Take every line from the data that has the word "seat" in it.
━━━ Dataset content
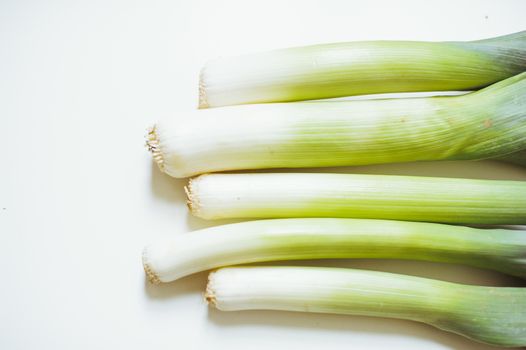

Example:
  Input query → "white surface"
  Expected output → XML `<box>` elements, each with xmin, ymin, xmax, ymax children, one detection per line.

<box><xmin>1</xmin><ymin>1</ymin><xmax>526</xmax><ymax>349</ymax></box>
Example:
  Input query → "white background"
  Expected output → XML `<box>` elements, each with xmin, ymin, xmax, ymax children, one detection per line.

<box><xmin>1</xmin><ymin>0</ymin><xmax>526</xmax><ymax>349</ymax></box>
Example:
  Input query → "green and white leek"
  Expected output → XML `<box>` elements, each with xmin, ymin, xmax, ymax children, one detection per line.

<box><xmin>149</xmin><ymin>72</ymin><xmax>526</xmax><ymax>178</ymax></box>
<box><xmin>206</xmin><ymin>266</ymin><xmax>526</xmax><ymax>347</ymax></box>
<box><xmin>199</xmin><ymin>31</ymin><xmax>526</xmax><ymax>107</ymax></box>
<box><xmin>186</xmin><ymin>173</ymin><xmax>526</xmax><ymax>224</ymax></box>
<box><xmin>142</xmin><ymin>218</ymin><xmax>526</xmax><ymax>283</ymax></box>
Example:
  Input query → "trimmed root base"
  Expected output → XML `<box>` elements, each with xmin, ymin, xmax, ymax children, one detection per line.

<box><xmin>146</xmin><ymin>125</ymin><xmax>165</xmax><ymax>172</ymax></box>
<box><xmin>142</xmin><ymin>246</ymin><xmax>161</xmax><ymax>284</ymax></box>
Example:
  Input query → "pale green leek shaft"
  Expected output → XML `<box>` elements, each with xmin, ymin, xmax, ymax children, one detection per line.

<box><xmin>142</xmin><ymin>218</ymin><xmax>526</xmax><ymax>283</ymax></box>
<box><xmin>187</xmin><ymin>173</ymin><xmax>526</xmax><ymax>224</ymax></box>
<box><xmin>149</xmin><ymin>72</ymin><xmax>526</xmax><ymax>178</ymax></box>
<box><xmin>207</xmin><ymin>266</ymin><xmax>526</xmax><ymax>347</ymax></box>
<box><xmin>199</xmin><ymin>31</ymin><xmax>526</xmax><ymax>107</ymax></box>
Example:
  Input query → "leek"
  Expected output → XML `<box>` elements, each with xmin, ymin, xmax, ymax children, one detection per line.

<box><xmin>142</xmin><ymin>218</ymin><xmax>526</xmax><ymax>283</ymax></box>
<box><xmin>186</xmin><ymin>173</ymin><xmax>526</xmax><ymax>224</ymax></box>
<box><xmin>206</xmin><ymin>266</ymin><xmax>526</xmax><ymax>347</ymax></box>
<box><xmin>199</xmin><ymin>31</ymin><xmax>526</xmax><ymax>107</ymax></box>
<box><xmin>499</xmin><ymin>149</ymin><xmax>526</xmax><ymax>167</ymax></box>
<box><xmin>149</xmin><ymin>72</ymin><xmax>526</xmax><ymax>178</ymax></box>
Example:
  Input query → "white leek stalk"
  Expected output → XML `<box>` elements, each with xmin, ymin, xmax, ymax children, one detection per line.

<box><xmin>186</xmin><ymin>173</ymin><xmax>526</xmax><ymax>224</ymax></box>
<box><xmin>148</xmin><ymin>72</ymin><xmax>526</xmax><ymax>178</ymax></box>
<box><xmin>199</xmin><ymin>31</ymin><xmax>526</xmax><ymax>107</ymax></box>
<box><xmin>206</xmin><ymin>266</ymin><xmax>526</xmax><ymax>347</ymax></box>
<box><xmin>142</xmin><ymin>218</ymin><xmax>526</xmax><ymax>283</ymax></box>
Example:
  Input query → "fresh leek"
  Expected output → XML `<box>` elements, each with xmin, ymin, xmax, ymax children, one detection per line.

<box><xmin>186</xmin><ymin>173</ymin><xmax>526</xmax><ymax>224</ymax></box>
<box><xmin>199</xmin><ymin>31</ymin><xmax>526</xmax><ymax>107</ymax></box>
<box><xmin>149</xmin><ymin>72</ymin><xmax>526</xmax><ymax>178</ymax></box>
<box><xmin>142</xmin><ymin>218</ymin><xmax>526</xmax><ymax>283</ymax></box>
<box><xmin>206</xmin><ymin>266</ymin><xmax>526</xmax><ymax>347</ymax></box>
<box><xmin>499</xmin><ymin>149</ymin><xmax>526</xmax><ymax>167</ymax></box>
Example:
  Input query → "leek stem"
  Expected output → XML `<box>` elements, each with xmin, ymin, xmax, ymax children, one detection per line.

<box><xmin>149</xmin><ymin>72</ymin><xmax>526</xmax><ymax>178</ymax></box>
<box><xmin>199</xmin><ymin>31</ymin><xmax>526</xmax><ymax>107</ymax></box>
<box><xmin>142</xmin><ymin>218</ymin><xmax>526</xmax><ymax>283</ymax></box>
<box><xmin>187</xmin><ymin>173</ymin><xmax>526</xmax><ymax>224</ymax></box>
<box><xmin>206</xmin><ymin>266</ymin><xmax>526</xmax><ymax>347</ymax></box>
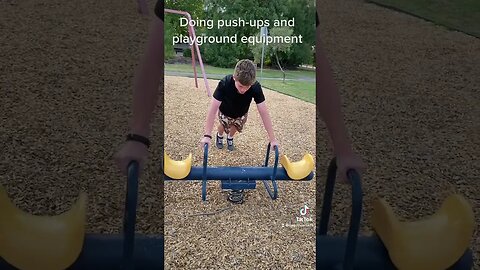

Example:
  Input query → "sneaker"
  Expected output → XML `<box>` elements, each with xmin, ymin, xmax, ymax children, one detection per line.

<box><xmin>227</xmin><ymin>137</ymin><xmax>234</xmax><ymax>151</ymax></box>
<box><xmin>216</xmin><ymin>133</ymin><xmax>223</xmax><ymax>149</ymax></box>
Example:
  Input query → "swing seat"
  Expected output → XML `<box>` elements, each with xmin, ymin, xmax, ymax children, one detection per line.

<box><xmin>371</xmin><ymin>194</ymin><xmax>474</xmax><ymax>270</ymax></box>
<box><xmin>0</xmin><ymin>185</ymin><xmax>86</xmax><ymax>270</ymax></box>
<box><xmin>280</xmin><ymin>153</ymin><xmax>314</xmax><ymax>180</ymax></box>
<box><xmin>164</xmin><ymin>152</ymin><xmax>193</xmax><ymax>179</ymax></box>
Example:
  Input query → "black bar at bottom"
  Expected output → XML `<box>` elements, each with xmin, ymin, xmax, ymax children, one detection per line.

<box><xmin>0</xmin><ymin>234</ymin><xmax>164</xmax><ymax>270</ymax></box>
<box><xmin>316</xmin><ymin>235</ymin><xmax>473</xmax><ymax>270</ymax></box>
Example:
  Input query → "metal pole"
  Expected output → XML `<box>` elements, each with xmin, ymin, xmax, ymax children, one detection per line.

<box><xmin>260</xmin><ymin>27</ymin><xmax>267</xmax><ymax>83</ymax></box>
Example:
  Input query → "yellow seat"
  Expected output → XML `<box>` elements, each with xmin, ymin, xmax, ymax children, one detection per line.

<box><xmin>371</xmin><ymin>194</ymin><xmax>474</xmax><ymax>270</ymax></box>
<box><xmin>164</xmin><ymin>152</ymin><xmax>192</xmax><ymax>179</ymax></box>
<box><xmin>0</xmin><ymin>185</ymin><xmax>86</xmax><ymax>270</ymax></box>
<box><xmin>280</xmin><ymin>153</ymin><xmax>314</xmax><ymax>180</ymax></box>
━━━━━━
**Task output**
  Input query → "swing seat"
  Input query → "yellow seat"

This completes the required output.